▸ **INSTRUCTION**
Filter the material below, retaining and copying in full every line that contains the string "orange".
● ● ● ●
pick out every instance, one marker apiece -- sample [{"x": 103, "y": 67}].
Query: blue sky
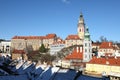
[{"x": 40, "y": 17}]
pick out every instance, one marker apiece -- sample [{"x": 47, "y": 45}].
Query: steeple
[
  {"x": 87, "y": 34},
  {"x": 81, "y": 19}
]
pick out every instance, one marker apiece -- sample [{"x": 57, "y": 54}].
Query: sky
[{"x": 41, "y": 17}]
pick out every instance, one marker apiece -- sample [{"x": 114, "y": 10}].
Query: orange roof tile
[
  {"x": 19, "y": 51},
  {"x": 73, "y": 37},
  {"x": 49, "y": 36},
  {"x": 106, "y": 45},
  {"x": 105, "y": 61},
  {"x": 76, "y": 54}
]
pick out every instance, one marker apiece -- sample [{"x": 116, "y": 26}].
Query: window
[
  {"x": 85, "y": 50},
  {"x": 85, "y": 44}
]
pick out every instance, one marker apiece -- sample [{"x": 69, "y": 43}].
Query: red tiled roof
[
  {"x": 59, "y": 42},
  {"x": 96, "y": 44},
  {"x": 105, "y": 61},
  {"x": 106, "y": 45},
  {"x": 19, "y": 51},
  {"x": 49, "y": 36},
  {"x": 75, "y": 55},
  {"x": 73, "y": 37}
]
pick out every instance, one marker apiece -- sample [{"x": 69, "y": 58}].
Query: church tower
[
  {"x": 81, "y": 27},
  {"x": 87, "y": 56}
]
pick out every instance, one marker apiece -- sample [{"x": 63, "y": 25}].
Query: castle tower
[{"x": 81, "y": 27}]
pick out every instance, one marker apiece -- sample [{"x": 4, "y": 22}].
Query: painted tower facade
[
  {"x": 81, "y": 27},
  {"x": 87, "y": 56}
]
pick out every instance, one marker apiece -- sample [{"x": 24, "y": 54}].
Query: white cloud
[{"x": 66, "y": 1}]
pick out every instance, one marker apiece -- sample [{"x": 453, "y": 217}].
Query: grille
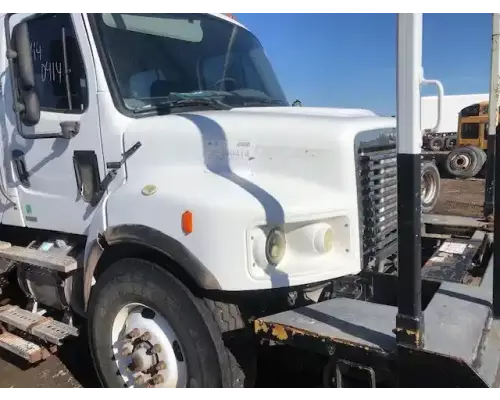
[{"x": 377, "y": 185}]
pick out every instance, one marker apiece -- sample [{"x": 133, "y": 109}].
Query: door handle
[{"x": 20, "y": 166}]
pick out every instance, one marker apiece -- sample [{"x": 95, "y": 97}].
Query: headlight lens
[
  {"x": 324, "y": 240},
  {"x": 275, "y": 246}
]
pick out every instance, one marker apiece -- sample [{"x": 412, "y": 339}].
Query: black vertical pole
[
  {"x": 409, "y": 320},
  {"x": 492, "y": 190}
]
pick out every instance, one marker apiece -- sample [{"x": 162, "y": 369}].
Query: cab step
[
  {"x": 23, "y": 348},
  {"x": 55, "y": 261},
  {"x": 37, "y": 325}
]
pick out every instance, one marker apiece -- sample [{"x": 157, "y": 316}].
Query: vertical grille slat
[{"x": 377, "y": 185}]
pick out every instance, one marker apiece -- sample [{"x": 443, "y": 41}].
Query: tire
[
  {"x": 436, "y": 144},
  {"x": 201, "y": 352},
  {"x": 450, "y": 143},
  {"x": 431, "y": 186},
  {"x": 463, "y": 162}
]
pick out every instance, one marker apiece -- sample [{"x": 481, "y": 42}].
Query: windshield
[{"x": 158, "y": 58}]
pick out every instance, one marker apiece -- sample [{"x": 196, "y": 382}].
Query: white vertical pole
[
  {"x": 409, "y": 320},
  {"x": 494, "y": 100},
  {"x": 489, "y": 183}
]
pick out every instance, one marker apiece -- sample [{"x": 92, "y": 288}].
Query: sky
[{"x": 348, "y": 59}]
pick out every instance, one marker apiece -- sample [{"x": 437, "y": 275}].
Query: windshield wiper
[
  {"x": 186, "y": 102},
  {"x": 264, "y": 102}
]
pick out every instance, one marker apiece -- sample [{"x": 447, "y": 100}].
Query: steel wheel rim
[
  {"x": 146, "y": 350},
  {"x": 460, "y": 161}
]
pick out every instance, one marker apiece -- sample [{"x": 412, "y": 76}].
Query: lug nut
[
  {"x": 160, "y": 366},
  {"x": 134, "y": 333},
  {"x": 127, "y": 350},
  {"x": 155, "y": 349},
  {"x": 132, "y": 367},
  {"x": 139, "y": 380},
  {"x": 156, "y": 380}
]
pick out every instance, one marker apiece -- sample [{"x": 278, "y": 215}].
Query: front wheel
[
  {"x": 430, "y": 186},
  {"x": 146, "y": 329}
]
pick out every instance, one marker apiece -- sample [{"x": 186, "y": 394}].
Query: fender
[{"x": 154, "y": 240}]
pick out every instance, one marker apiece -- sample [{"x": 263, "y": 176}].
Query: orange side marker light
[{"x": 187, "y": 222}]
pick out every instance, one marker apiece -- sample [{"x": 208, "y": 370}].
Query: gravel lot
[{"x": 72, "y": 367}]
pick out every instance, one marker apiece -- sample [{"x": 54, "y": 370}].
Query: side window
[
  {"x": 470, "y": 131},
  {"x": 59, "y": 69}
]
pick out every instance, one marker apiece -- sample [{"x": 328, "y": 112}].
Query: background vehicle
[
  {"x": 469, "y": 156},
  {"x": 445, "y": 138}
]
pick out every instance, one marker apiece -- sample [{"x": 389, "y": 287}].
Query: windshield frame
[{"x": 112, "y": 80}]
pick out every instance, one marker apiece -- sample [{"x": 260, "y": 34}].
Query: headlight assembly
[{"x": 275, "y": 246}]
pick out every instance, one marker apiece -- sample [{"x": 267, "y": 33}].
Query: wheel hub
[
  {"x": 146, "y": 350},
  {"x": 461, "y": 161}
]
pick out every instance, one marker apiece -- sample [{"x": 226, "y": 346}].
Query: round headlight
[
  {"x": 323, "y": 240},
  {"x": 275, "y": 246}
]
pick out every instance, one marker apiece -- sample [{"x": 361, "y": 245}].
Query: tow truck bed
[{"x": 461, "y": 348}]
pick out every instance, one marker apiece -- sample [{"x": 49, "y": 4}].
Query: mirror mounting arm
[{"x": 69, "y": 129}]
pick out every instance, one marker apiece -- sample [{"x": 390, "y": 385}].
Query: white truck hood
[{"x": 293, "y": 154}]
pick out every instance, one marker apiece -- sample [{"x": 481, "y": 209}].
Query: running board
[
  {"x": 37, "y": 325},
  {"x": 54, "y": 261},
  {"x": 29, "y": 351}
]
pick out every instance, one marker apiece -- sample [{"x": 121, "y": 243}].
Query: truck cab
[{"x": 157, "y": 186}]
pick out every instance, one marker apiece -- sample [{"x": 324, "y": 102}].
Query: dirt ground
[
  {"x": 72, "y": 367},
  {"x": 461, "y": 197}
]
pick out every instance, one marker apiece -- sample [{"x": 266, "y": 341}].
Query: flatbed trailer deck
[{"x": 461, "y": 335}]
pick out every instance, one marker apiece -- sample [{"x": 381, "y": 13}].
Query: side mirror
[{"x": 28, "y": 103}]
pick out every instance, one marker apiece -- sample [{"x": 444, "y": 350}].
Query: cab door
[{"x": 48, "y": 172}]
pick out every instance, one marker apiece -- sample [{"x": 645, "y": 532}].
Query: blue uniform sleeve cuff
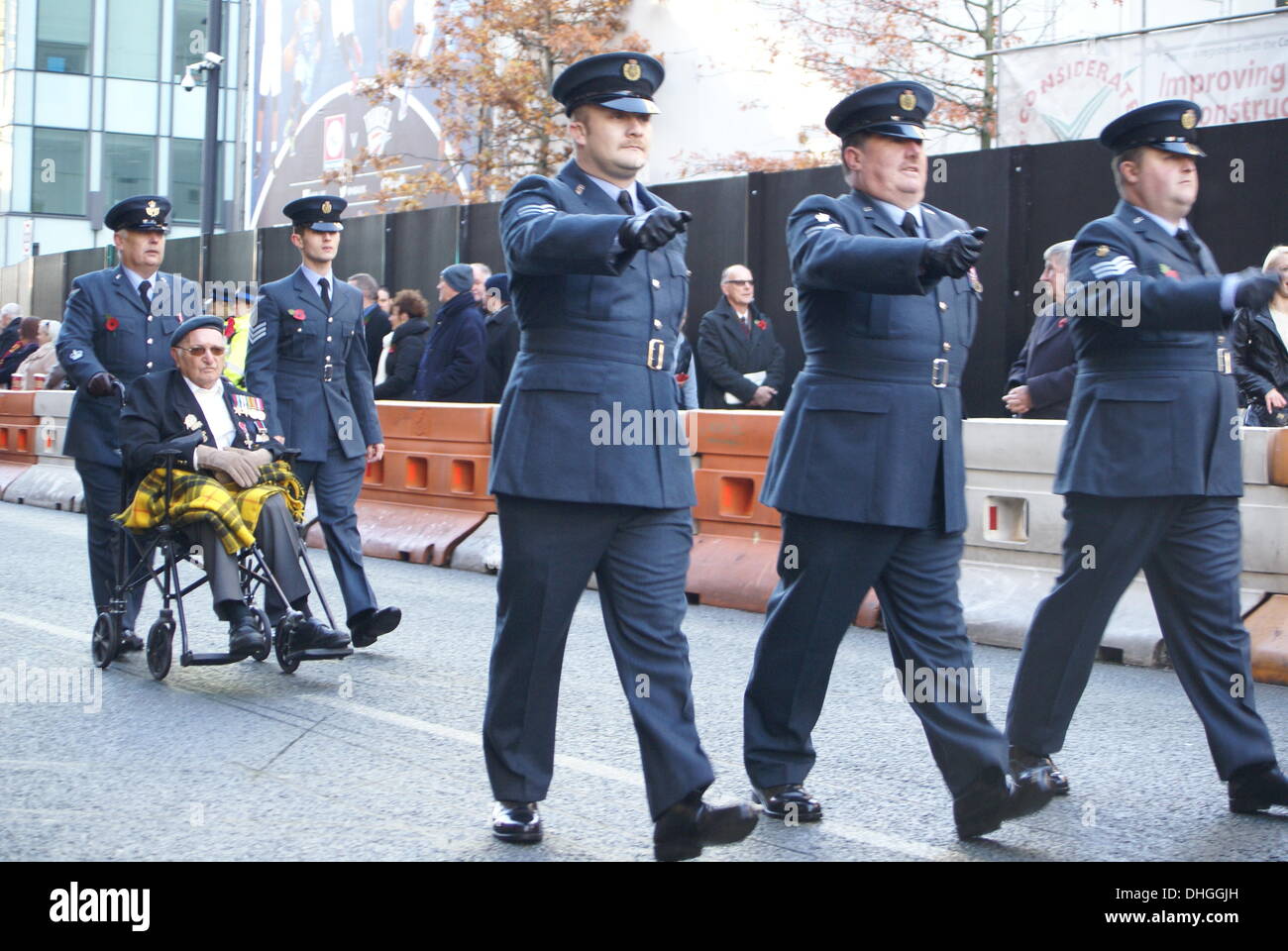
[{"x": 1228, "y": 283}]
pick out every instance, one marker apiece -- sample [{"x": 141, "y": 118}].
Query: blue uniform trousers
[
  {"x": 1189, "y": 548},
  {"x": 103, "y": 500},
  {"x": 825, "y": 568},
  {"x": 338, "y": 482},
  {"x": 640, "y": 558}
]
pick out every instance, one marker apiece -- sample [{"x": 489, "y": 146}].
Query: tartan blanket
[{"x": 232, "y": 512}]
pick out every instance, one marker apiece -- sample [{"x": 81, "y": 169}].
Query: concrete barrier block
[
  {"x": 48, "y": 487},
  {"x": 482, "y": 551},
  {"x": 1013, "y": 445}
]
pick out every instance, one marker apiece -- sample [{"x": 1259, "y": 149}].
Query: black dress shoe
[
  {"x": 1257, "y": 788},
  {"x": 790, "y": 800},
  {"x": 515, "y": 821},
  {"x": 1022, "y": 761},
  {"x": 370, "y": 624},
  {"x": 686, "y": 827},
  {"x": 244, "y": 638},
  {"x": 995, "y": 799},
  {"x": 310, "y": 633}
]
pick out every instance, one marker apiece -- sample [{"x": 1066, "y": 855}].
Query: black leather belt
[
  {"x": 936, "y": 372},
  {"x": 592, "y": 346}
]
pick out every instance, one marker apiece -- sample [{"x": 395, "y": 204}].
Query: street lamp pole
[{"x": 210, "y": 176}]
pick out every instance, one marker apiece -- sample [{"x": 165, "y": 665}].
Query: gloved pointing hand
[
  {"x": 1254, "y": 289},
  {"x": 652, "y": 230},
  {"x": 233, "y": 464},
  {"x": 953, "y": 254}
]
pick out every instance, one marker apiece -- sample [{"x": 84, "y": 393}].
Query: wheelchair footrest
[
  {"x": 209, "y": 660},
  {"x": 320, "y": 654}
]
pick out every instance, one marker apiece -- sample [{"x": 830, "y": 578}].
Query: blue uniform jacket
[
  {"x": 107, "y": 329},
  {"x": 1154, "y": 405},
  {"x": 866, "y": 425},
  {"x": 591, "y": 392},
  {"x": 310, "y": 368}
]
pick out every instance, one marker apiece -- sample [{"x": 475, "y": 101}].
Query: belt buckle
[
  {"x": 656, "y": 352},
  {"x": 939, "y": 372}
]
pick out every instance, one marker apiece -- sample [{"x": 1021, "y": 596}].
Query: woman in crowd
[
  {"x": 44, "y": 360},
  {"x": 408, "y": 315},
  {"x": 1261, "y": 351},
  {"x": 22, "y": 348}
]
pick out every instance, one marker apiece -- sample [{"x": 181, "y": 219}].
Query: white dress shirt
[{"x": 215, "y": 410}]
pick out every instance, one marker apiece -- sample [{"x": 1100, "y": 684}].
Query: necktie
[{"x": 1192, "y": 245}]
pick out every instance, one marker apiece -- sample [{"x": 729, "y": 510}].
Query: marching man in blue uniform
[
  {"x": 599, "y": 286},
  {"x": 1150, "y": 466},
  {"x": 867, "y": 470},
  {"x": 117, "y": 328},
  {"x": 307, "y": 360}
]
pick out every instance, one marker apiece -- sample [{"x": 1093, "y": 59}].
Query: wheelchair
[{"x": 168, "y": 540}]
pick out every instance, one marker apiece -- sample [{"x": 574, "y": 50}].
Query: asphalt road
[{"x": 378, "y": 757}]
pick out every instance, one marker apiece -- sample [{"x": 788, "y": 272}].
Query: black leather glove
● ● ● ●
▸ **TASK OUTPUT**
Query: orange roof tile
Query: orange side marker light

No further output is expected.